> [EXERCISES TO COMPLETE]
**1.** For the passage on Fula vowel harmony, answer yes or no to whether each statement agrees with it, and quote the words that decide it. (a) The author's account of Fula harmony requires four distinct parts. (b) The writer admits that their own account has problems with Fula. (c) Anderson (1980) made the point with an example from Turkish.
**2.** Resume the passage on Fula vowel harmony and write its next few sentences, starting right after its last sentence.

> [DOCUMENT SEGMENT]
========================

The account of Fula harmony proposed by the author requires
three distinct parts that individually contribute to the
overall right-to-left nature of the pattern:
(a) high ranking of a positional faithfulness constraint
favoring the rightmost vowel of a word (p. 140), to
account for the fact that this vowel is the trigger.
(b) low ranking (or absence) of any logical conjunctions
favoring the edgemost vowels of the root (p. 140), to
account for the fact that this vowel is a target.
(c) exceptional reversal of "the almost universal ranking"
between two positional faithfulness constraints (pp.
143-144), to account for the fact that a vowel between
the trigger and an opaque vowel agrees with the trigger.
The last of these three crucial parts of the analysis is
particularly problematic. If this exceptional reversal did
not hold of the grammar of Fula, then a vowel between the
trigger and an opaque vowel would agree with the opaque
vowel -- a pattern that is unattested in all cases of vowel
harmony, regardless of the relative positions of the harmony
trigger, the root, and the opaque vowel. The generalization
that appears to be necessary to capture is that harmony
always proceeds outward from the trigger; in other words,
that the directionality of harmony and the fate of a vowel
trapped between the trigger and an opaque vowel are two
sides of the same fact, to be captured with one analytical
mechanism. This is not so in the author's account of Fula.
I will not pretend here that my own account (Bakovic 2000,
2003) does a better job of capturing this generalization; I
think it succeeds rather well with cases of root-to-affix
directionality but admit that it encounters problems in
other cases (including Fula). But the author's account of
directionality in this book also fails to account for the
fate of a vowel trapped between two disagreeing opaque affix
vowels because it depends on the relative ranking of root
and affix faithfulness constraints. Root faithfulness is
irrelevant in this kind of case and there is a tie on affix
faithfulness, so the fate of the trapped vowel is predicted
to fall to other constraints. But as Anderson (1980) has
shown with a relevant example from Turkish, the fate of the
trapped vowel should be determined by whatever mechanism is
responsible for the directionality of harmony.

========================

> [MATERIAL SUPPLIED]
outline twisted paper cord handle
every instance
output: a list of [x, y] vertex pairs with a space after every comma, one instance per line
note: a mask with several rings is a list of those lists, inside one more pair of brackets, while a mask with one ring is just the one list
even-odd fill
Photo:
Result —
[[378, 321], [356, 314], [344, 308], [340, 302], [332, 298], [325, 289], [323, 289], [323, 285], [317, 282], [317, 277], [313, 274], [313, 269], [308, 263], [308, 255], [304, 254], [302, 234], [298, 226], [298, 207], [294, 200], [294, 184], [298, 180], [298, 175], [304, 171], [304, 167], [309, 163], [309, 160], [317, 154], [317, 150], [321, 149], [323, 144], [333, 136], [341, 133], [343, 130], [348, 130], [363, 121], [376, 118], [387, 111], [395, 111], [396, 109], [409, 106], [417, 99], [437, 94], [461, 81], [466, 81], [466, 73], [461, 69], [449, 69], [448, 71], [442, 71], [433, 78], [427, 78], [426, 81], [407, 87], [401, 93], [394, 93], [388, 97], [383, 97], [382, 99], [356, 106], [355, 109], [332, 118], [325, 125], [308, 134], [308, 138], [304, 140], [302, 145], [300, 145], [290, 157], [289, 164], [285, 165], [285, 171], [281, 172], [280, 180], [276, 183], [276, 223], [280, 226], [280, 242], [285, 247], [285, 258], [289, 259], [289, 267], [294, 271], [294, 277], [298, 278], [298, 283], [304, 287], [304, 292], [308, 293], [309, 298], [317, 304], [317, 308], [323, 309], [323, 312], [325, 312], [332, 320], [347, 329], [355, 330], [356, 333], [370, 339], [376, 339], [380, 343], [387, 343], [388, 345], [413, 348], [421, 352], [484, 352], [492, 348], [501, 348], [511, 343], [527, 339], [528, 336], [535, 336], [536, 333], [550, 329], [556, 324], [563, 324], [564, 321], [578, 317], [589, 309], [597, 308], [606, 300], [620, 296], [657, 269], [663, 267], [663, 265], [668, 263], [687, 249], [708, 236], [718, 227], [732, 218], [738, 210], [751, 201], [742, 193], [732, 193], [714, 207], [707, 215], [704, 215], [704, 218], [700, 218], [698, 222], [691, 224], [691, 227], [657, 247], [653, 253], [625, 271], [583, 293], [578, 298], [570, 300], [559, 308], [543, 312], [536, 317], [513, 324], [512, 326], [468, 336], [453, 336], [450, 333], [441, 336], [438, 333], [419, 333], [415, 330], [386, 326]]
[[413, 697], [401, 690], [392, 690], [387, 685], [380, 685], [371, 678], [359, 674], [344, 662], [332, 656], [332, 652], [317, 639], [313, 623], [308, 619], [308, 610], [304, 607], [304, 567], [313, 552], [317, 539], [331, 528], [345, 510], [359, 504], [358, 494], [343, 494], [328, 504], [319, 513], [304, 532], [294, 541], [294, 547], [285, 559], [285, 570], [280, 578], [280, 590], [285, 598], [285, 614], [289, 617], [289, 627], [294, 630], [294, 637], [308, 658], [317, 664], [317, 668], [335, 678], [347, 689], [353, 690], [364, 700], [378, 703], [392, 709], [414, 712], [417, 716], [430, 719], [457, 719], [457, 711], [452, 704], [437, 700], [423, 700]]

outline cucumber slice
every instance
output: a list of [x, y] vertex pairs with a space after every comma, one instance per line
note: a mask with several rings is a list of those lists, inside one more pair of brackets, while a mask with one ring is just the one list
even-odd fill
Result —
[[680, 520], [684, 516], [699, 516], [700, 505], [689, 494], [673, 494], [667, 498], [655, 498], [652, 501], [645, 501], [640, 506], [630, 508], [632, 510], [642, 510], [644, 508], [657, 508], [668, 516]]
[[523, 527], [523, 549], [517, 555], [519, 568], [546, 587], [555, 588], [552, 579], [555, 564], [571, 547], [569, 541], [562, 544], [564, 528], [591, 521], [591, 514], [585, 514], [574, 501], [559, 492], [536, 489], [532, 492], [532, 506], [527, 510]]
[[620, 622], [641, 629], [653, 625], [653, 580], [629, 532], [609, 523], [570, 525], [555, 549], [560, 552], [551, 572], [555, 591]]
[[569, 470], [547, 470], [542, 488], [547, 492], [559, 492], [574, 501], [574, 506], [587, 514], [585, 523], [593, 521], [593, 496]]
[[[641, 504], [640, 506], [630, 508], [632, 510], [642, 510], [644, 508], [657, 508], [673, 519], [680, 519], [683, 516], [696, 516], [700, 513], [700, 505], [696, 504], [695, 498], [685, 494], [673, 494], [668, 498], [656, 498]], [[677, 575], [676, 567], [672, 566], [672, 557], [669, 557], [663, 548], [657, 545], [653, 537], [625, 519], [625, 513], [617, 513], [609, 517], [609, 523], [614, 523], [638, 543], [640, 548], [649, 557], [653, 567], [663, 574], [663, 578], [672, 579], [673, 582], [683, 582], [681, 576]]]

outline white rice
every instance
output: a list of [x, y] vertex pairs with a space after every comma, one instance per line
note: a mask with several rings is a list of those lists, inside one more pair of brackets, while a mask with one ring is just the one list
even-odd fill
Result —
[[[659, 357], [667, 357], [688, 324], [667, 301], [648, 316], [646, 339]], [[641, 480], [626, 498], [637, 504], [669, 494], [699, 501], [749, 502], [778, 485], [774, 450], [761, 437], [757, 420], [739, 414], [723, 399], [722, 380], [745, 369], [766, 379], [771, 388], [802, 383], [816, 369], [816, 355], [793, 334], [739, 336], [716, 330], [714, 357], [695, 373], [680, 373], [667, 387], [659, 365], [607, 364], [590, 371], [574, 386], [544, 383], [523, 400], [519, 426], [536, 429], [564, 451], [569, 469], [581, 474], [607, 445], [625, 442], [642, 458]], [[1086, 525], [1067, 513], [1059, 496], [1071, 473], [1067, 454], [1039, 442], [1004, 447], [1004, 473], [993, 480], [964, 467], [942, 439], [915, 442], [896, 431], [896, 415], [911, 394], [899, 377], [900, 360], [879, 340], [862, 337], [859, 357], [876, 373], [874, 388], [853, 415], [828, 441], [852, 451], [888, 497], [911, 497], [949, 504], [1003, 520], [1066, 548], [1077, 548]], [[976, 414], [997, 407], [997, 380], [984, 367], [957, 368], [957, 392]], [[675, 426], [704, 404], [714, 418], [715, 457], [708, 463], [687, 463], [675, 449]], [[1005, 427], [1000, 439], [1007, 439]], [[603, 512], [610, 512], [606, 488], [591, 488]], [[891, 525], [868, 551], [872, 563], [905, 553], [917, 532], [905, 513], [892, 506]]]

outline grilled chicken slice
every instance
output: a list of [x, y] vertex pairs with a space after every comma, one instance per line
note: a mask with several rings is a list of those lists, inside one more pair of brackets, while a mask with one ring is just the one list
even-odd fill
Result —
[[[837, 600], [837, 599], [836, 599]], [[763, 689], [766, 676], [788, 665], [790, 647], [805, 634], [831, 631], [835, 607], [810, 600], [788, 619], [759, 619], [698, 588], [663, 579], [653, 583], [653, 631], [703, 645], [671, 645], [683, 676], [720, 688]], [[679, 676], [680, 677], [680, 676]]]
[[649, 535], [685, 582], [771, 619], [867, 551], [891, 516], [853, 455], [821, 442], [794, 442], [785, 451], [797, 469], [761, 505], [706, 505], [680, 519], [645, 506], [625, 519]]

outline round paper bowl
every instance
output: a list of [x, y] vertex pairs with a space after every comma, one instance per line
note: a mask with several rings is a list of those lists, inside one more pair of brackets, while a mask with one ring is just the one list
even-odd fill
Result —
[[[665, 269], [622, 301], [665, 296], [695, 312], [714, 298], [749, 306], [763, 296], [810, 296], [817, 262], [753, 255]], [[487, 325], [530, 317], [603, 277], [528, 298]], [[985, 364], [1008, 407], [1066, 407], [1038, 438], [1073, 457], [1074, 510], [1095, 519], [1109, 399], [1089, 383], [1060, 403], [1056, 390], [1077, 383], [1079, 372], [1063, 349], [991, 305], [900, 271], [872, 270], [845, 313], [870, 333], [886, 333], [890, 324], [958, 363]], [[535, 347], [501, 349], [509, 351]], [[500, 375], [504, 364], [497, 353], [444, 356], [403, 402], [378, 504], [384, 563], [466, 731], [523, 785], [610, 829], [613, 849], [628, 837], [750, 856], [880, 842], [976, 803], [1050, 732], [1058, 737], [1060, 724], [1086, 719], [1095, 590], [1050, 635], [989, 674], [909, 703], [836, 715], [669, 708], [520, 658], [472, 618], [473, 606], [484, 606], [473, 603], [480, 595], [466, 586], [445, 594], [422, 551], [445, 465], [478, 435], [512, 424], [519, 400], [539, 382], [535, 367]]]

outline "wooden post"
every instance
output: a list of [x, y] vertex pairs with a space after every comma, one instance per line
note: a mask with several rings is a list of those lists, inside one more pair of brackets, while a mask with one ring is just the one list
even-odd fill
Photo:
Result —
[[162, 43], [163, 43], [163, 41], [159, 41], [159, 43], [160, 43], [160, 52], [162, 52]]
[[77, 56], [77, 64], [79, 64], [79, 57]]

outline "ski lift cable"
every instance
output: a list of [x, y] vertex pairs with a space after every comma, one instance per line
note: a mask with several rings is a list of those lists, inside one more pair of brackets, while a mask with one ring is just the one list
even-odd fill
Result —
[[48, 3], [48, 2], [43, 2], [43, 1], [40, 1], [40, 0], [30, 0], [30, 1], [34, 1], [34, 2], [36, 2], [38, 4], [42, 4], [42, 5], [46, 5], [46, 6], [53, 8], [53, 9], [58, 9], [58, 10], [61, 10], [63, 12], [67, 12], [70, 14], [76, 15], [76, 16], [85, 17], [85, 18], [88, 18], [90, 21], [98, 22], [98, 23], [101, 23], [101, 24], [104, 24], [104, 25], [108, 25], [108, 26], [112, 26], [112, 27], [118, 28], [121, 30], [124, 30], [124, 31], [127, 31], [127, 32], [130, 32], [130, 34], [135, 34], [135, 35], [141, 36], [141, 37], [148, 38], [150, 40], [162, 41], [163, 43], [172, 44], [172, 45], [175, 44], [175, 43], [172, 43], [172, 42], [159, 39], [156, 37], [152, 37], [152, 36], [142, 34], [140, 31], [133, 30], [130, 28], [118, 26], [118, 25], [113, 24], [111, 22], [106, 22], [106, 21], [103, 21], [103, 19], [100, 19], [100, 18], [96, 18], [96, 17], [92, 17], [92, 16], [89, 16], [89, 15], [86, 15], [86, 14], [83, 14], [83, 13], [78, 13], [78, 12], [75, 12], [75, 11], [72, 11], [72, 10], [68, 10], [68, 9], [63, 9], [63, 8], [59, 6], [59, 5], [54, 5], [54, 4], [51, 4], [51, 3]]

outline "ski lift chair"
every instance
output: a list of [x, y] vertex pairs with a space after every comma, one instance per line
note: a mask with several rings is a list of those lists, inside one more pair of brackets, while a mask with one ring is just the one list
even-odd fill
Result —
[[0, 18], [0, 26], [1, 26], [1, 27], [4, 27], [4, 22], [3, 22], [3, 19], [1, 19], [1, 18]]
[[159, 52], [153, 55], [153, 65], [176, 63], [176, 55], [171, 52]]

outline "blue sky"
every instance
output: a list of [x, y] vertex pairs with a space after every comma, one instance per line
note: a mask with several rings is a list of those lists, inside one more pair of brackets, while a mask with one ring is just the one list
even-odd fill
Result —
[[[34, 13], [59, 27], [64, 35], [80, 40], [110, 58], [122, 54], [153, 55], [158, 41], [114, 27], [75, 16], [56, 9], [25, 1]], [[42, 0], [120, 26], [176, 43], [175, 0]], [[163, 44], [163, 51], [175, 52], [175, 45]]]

========================

> [RESPONSES FOR EACH TASK]
**1.**
(a) No: "three distinct parts that individually contribute to the overall right-to-left nature of the pattern"
(b) Yes: "admit that it encounters problems in other cases (including Fula)"
(c) Yes: "as Anderson (1980) has shown with a relevant example from Turkish"

**2.**
2. Transparent vowels.
The author shows that the LC account of transparent vowels
requires a third conjunct in addition to those noted above:
a markedness constraint defining the set of transparent
vowels. Without this, other disharmonic vowels (e.g., vowels
in disharmonic roots, or other vowels in the same language
that may be opaque rather than transparent) are incorrectly
predicted to behave transparently. The problem is that the
set of transparent vowels is already defined by a markedness
constraint against their harmonic counterparts, which are
independently absent from the vowel inventory of the
language (Kiparsky 1981). Because this is viewed as a
coincidence in the author's analysis, the prediction made is
that there could be a language in which only certain vowels
in disharmonic roots behave transparently (namely, those
targeted by the markedness component of the relevant LC),
while all other disharmonic vowels behave opaquely. Such a
pattern appears to be unattested.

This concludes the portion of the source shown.